*Written instruction 1*:
Write out the portion of the commentary below, from "Whether you call" up to and including "a hate crime.".

*Document*:
+---+

I wrote the following piece last June, shortly after a young man walked into a Charleston. S.C. church and murdered 9 wonderful people as they worshiped God. I didn’t know it at the time, but a month later I would be standing in front of the church where this senseless act of violence took place. As I stood among the makeshift memorials and signed the message boards, the enormity of what had occurred there a few weeks earlier was palpable. People of all races and ethnicities were there and very few words were spoken. We all knew we were on hallowed ground and that no words were necessary.
Whether you call this a hate crime or not, the end result is the same; 9 innocent people are dead. To quote a vile human being named Hillary Clinton, “What difference does it make?”
Intentionally killing an innocent human being is what it is, regardless of whether it makes you feel better to call it a hate crime.
When we confer varying degrees of severity to the act of intentionally killing an innocent human being, we fail to value every human life equally, whether it’s living in the womb or walking among us; and we journey down a slippery slope that can’t possibly end well.

+---+

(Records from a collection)

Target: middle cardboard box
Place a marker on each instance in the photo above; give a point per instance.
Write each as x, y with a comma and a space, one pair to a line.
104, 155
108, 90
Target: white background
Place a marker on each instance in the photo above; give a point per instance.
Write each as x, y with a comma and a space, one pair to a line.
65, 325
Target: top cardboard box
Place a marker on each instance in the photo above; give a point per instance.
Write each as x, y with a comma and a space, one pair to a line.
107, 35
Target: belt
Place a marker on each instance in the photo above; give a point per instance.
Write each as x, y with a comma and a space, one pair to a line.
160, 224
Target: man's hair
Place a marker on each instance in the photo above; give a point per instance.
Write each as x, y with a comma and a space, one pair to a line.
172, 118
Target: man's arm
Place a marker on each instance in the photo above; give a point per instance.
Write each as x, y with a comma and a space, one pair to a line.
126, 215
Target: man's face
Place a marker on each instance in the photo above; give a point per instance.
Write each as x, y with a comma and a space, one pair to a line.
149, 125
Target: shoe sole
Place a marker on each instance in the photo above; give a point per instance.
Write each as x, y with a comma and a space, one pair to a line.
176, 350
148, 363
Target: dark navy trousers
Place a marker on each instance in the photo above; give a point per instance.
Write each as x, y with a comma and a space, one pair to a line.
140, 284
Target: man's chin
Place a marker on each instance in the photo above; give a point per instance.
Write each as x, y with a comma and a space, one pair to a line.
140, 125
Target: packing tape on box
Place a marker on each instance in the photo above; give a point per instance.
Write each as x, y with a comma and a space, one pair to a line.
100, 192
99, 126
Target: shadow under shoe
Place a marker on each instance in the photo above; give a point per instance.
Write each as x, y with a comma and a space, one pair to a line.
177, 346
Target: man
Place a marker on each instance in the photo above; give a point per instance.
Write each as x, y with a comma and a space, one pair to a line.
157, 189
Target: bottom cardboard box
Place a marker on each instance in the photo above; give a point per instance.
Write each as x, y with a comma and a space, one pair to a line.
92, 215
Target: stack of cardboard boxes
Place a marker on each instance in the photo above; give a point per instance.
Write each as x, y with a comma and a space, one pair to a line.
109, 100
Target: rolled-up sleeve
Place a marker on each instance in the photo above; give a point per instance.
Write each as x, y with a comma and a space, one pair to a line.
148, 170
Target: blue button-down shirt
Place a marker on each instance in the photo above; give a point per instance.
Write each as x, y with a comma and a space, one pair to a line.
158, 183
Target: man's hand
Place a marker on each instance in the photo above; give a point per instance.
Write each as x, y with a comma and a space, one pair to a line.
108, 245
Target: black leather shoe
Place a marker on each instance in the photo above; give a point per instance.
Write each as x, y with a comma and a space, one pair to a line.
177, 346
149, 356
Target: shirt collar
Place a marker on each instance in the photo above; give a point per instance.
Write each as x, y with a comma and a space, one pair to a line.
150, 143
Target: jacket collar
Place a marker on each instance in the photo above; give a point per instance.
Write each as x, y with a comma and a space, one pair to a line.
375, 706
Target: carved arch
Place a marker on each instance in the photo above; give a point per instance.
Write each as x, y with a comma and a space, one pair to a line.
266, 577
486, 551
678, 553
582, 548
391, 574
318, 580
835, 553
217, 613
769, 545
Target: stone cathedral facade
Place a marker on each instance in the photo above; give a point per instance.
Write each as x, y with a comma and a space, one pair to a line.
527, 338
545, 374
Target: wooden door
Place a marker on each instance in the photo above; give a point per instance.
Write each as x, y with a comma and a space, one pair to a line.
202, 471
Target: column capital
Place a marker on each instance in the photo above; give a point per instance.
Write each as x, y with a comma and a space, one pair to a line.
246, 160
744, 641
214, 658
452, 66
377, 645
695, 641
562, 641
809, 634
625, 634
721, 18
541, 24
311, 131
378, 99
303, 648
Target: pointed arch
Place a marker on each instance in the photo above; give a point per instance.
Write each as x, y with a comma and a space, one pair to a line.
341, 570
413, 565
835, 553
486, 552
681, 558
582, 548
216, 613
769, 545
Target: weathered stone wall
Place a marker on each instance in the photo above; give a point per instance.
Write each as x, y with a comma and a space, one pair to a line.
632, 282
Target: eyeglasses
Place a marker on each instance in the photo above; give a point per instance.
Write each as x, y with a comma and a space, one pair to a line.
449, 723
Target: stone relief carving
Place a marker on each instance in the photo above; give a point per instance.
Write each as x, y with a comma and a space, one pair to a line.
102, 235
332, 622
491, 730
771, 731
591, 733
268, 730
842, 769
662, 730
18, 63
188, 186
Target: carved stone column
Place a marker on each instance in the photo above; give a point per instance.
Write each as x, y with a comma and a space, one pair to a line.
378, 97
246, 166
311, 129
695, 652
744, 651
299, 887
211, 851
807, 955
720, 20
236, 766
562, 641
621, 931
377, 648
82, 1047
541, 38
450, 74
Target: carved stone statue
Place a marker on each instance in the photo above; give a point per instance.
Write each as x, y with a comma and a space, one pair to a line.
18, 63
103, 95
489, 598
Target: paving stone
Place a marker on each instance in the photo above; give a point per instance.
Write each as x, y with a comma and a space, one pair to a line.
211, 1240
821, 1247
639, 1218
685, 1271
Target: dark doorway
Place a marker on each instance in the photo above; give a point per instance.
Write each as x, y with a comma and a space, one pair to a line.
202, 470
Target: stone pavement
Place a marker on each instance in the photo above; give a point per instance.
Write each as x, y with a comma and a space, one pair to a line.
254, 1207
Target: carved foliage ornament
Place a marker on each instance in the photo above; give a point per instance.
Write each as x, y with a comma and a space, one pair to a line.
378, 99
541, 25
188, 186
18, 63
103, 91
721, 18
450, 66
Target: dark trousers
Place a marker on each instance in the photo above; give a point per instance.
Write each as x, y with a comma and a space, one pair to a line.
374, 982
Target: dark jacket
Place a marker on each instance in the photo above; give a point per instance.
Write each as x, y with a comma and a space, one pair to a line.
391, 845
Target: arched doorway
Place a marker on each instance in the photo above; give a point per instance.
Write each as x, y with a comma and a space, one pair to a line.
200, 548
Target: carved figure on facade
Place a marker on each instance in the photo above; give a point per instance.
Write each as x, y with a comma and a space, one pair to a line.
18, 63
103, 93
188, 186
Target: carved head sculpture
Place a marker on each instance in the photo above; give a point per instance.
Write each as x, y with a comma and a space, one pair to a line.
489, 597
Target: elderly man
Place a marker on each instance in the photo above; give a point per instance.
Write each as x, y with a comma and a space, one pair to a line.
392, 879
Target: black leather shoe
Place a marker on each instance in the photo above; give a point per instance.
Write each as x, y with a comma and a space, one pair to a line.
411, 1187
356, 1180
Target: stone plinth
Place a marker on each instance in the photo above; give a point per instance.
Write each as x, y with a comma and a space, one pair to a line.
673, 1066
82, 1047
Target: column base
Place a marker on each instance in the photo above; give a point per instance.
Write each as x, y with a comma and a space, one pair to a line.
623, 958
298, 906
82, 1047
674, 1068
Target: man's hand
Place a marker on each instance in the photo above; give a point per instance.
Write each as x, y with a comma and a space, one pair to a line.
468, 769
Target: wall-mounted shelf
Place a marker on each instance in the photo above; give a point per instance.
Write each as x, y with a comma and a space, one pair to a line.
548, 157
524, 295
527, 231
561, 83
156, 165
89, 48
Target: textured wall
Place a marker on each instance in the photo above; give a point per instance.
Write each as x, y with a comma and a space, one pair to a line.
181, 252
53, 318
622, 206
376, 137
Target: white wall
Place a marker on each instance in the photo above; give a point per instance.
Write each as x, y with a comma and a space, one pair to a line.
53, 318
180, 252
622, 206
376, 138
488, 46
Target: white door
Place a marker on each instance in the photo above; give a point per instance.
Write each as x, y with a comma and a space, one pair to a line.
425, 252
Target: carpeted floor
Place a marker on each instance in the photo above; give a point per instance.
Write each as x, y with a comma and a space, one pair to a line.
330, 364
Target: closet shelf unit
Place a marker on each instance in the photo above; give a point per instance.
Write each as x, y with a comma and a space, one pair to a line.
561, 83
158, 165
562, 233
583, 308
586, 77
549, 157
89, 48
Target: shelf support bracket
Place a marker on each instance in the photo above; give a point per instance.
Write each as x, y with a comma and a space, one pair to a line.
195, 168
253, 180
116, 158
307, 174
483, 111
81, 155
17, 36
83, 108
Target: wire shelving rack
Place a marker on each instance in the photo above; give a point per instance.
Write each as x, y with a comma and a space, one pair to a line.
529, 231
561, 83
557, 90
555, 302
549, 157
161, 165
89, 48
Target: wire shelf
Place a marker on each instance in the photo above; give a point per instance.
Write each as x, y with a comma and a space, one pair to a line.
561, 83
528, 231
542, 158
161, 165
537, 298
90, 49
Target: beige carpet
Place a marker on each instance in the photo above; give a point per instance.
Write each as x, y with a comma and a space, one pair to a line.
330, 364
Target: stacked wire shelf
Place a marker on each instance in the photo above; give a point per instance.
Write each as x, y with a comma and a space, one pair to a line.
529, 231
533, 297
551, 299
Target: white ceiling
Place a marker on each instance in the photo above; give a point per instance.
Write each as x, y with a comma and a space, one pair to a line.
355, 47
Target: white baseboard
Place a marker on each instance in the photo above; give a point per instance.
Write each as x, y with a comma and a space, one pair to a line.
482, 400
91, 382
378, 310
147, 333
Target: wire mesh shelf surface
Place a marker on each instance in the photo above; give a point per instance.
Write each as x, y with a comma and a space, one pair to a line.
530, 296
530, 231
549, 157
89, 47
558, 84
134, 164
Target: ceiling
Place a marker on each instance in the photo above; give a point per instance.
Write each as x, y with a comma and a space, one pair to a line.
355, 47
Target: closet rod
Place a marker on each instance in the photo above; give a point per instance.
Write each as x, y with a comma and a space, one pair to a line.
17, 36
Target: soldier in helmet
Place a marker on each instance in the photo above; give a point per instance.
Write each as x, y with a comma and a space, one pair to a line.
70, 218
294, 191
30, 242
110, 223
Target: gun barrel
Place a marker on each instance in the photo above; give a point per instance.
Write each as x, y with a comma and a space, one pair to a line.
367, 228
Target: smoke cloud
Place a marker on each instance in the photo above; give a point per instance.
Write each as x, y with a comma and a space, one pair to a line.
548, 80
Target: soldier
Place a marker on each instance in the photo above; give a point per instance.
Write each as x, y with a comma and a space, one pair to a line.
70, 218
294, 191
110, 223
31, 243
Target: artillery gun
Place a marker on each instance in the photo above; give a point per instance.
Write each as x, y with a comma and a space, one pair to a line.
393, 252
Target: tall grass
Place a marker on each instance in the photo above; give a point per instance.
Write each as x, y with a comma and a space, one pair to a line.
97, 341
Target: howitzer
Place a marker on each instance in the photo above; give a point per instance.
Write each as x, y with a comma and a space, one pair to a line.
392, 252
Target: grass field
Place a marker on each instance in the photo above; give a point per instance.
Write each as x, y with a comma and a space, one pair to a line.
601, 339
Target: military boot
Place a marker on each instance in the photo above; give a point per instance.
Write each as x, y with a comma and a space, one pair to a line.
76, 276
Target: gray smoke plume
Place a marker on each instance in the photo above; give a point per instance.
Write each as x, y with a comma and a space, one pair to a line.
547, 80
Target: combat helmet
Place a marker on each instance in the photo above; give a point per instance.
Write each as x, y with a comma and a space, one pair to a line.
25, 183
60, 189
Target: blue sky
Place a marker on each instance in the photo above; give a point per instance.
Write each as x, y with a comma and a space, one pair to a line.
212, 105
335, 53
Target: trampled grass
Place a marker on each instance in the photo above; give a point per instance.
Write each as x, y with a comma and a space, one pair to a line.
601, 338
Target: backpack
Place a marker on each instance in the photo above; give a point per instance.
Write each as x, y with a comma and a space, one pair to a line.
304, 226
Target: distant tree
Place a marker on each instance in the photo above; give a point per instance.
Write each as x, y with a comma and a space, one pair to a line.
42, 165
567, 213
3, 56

+---+

*Written instruction 2*:
Give again, word for word, the lines of the records above from the line with "Target: backpack" up to and including the last line of the records.

*Solution 1*:
Whether you call this a hate crime or not, the end result is the same; 9 innocent people are dead. To quote a vile human being named Hillary Clinton, “What difference does it make?”
Intentionally killing an innocent human being is what it is, regardless of whether it makes you feel better to call it a hate crime.

*Solution 2*:
Target: backpack
Place a marker on each instance in the photo above; give a point per instance.
Write each as x, y with a comma and a space, one pair to a line.
304, 226
Target: distant tree
Place a marker on each instance in the photo above; give a point per instance.
Write each as x, y with a comma and a space, one pair to a line.
42, 165
567, 213
3, 56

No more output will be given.